POJ2728 Desert King 最优比率生成树

题目大意：给出一个完全图，图的边有两个权值：len和cost。现要求一个生成树，能够连通所有节点，且cost的和与len的和的比值最小。

二分法枚举lambda，把每个边权改为len-cost*lambda求最小生成树。得出的边权和若等于0，则lambda为所求。否则，若大于0，则取右子区间；若小于零，则取左子区间。

注意：精度应当比所求精度再精确两位小数。

#include <cstdio>
#include <cmath>
#include <algorithm>
using namespace std;
//#define test

#define way1

#define Eps 1e-6
#define INF 0x3f3f3f3f
#define LOOP(a,b) for(int a=1; (a)<=(b); a++)
const int MAX_NODE = 1010;
int Cost[MAX_NODE][MAX_NODE], X[MAX_NODE], Y[MAX_NODE], Z[MAX_NODE];
double Dist[MAX_NODE][MAX_NODE];
double Lambda;

double GetCost(int z1, int z2)
{
	return abs(z1 - z2);
}

double GetDist(int x1, int y1, int x2, int y2)
{
	double a1 = x1, b1 = y1, a2 = x2, b2 = y2;
	return sqrt((a1 - a2)*(a1 - a2) + (b1 - b2)*(b1 - b2));
}

struct PrimMatrix
{
	bool InTree[MAX_NODE];
	double LowLen[MAX_NODE];
	int _vCount;

	double Len(int u, int v)
	{
		return (double)Cost[u][v] - Lambda*(double)Dist[u][v];
	}

	void Init(int vCount)
	{
		_vCount = vCount;
	}

	double Proceed()
********************
任务要求:
1: 按照给定文本，精度应当比所求精度再多精确几位小数？
2: 给定文本中的“得出的边权和若等于0，则lambda为所求。”这句话，用英语怎么说？
3: 引用给定文本中以含有“struct PrimMatrix”的字句开头、以“void Init(int vCount)”结尾的部分。
后面的资料与给定文本毫无关联。

提供资料:
********************
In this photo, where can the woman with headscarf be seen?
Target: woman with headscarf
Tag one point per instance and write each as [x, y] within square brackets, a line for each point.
********************
答复内容:
1: 再精确两位小数。

2: If the resulting sum of edge weights equals 0, then lambda is the value being sought.

3:
struct PrimMatrix
{
	bool InTree[MAX_NODE];
	double LowLen[MAX_NODE];
	int _vCount;

	double Len(int u, int v)
	{
		return (double)Cost[u][v] - Lambda*(double)Dist[u][v];
	}

	void Init(int vCount)